_SUPPLIED DATA_:
□ □ □ □

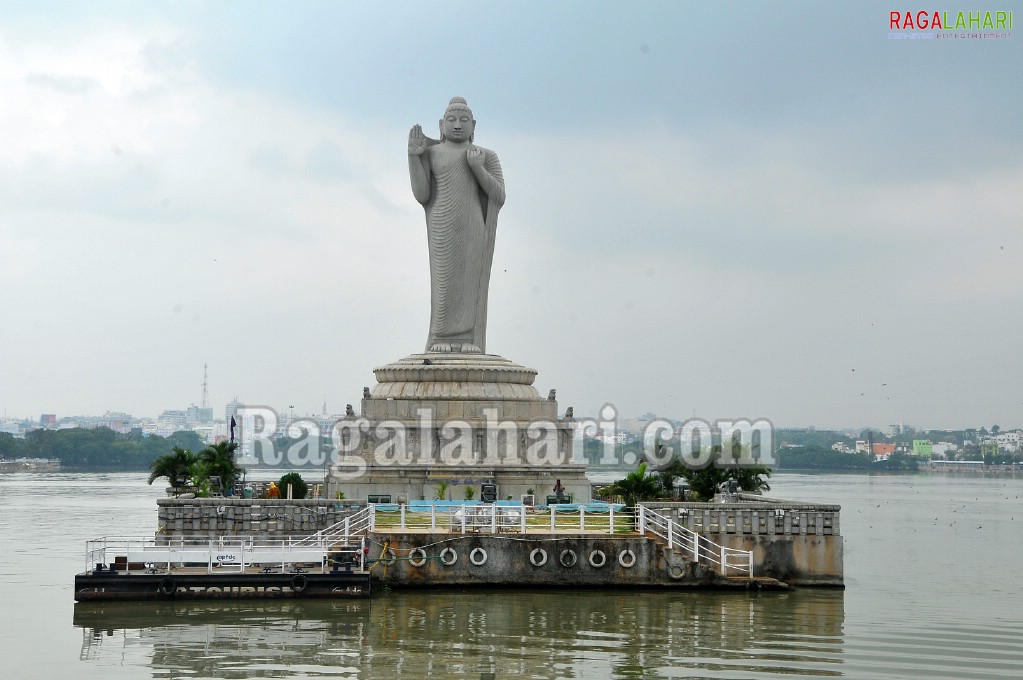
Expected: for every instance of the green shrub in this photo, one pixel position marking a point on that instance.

□ □ □ □

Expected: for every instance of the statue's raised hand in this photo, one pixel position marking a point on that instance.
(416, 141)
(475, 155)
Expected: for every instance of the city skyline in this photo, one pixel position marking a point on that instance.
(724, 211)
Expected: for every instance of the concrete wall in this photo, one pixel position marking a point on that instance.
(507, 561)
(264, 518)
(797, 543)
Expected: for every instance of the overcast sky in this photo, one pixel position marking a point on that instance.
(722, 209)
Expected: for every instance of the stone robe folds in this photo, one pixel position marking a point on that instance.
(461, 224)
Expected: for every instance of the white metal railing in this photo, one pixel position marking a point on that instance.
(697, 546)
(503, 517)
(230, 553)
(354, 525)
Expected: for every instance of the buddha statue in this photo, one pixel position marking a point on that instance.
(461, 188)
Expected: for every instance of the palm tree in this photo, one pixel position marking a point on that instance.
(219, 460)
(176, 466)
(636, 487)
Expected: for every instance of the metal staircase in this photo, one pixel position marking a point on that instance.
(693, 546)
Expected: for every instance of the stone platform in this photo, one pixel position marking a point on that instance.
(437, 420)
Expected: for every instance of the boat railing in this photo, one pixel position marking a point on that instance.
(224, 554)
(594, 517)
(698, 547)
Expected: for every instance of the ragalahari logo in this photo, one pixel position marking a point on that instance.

□ □ □ □

_AIM_: Switch "boat railing" to "deck railing" in the lines of the material between the ones holding "Expected: for every instance of the stone platform" and "Expected: for every instance of the ragalahari", inclusive. Give back only those lines, with everything else left unchanged.

_RESULT FOR THIS TASK_:
Expected: for every instance of the stone platform in this photo, one pixel position marking a point on that instance.
(437, 420)
Expected: for every instance of the deck railing in this photo, one pixel position marking a point on that instance.
(224, 554)
(594, 517)
(698, 547)
Expected: for every instance of the ragalahari logo in this photo, one pixel position marking a point on that instance.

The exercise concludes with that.